Problem requirements: Please gather every line of the items below that contains the string "yellow". Matching is case-sensitive.

Dataset items:
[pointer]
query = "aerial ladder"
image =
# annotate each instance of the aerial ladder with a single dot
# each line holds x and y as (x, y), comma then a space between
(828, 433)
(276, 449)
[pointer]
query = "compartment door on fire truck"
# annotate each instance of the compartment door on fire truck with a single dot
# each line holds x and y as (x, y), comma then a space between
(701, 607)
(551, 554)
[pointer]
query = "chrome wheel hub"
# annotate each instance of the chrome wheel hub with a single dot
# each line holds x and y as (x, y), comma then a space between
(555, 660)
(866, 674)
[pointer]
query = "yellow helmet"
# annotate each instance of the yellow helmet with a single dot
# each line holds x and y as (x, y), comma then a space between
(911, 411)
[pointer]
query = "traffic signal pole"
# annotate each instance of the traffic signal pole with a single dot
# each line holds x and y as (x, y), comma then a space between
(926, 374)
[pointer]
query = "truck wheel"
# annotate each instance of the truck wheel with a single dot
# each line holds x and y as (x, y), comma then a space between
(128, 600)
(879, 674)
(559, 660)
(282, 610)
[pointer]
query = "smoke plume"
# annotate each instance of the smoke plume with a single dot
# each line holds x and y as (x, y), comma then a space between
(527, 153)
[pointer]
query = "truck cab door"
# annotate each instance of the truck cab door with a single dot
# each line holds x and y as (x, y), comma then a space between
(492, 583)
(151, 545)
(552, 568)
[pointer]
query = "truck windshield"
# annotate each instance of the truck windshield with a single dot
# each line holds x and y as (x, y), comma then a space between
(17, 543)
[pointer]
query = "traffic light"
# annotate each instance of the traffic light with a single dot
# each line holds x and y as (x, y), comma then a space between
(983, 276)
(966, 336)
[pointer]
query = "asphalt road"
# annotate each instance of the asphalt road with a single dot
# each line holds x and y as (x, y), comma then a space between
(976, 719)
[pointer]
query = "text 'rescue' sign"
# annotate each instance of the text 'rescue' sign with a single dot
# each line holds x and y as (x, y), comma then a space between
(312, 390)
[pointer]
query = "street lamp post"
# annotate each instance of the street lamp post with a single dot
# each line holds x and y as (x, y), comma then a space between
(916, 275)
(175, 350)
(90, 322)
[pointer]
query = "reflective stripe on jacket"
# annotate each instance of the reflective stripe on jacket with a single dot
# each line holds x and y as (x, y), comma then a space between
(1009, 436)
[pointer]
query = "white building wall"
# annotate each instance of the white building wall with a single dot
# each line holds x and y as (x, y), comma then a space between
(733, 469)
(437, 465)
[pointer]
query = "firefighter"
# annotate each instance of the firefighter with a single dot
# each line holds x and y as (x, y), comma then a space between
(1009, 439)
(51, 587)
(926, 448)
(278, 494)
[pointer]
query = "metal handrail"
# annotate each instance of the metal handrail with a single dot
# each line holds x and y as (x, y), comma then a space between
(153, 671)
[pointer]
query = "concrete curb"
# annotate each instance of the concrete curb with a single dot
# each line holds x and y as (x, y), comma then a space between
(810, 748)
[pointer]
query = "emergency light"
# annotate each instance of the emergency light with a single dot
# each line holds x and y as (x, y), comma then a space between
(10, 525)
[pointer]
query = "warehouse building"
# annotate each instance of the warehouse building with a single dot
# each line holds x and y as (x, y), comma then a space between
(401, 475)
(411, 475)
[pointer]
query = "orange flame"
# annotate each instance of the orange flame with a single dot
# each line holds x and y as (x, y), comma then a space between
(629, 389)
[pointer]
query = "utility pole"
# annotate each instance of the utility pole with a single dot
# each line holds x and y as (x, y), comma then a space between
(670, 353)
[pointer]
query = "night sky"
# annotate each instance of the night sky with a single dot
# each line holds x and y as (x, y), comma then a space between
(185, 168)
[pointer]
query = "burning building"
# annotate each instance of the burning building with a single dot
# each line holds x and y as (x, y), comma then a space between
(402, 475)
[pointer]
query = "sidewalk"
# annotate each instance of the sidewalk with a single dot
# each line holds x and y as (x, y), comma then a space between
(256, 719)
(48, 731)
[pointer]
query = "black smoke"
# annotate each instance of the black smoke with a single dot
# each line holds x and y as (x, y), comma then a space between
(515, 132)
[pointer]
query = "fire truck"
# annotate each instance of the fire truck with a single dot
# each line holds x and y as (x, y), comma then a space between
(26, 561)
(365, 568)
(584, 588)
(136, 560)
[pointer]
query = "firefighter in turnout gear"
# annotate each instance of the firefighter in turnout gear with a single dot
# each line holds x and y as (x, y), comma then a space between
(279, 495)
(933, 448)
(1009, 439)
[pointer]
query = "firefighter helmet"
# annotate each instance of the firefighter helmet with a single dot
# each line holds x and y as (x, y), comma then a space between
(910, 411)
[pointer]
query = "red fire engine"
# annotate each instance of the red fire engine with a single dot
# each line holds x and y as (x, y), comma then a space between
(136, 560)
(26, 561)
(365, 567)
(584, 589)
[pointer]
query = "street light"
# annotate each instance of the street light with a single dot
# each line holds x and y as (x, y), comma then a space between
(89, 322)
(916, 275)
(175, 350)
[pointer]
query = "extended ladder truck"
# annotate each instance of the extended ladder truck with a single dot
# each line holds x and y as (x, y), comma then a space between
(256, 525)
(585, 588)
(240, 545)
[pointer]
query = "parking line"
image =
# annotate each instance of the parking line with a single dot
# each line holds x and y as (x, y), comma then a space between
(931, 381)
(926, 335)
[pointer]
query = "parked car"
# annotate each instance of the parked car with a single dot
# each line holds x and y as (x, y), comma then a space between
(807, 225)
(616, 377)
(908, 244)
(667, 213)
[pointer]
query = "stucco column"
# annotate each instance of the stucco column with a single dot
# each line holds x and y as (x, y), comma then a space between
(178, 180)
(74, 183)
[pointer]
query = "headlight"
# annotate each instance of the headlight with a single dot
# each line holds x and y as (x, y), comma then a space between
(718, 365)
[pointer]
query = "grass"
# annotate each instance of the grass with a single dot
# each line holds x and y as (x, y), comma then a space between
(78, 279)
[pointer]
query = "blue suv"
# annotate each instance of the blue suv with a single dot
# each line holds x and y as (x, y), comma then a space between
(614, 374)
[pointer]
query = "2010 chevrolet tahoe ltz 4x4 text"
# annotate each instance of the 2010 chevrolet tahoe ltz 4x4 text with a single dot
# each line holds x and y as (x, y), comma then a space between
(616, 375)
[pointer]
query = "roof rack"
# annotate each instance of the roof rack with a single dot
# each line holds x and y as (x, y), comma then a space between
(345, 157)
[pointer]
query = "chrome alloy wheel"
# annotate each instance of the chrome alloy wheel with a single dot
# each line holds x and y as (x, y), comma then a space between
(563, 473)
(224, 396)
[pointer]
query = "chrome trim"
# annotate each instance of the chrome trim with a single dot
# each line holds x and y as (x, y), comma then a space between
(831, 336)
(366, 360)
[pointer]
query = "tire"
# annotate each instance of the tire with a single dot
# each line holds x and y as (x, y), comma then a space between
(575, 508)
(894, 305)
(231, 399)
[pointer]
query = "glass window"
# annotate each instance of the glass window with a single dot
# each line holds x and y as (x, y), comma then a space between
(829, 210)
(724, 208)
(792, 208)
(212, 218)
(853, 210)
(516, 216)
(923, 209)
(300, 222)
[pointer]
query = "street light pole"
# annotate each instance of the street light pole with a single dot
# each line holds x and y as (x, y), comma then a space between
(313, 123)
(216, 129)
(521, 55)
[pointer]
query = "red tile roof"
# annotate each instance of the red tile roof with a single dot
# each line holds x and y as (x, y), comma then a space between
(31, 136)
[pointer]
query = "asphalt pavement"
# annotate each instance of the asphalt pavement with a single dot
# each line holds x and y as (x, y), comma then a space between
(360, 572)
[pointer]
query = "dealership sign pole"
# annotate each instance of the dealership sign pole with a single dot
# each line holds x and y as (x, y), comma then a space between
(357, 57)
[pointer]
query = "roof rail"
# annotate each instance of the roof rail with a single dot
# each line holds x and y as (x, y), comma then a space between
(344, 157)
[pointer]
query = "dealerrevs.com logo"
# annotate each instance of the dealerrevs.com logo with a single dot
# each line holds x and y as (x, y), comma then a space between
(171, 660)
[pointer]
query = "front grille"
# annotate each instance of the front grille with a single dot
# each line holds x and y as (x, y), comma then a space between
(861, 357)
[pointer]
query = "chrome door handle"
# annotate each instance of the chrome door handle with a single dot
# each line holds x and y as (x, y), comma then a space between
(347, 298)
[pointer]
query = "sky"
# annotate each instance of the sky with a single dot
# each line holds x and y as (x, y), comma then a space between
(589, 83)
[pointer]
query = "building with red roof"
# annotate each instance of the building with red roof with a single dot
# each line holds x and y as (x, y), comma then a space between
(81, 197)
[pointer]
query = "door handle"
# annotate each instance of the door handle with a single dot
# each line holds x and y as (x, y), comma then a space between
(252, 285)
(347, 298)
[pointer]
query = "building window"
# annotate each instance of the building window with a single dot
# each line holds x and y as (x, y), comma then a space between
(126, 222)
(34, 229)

Answer to the problem:
query = "yellow helmet"
# annotate each instance of the yellow helmet with a single dot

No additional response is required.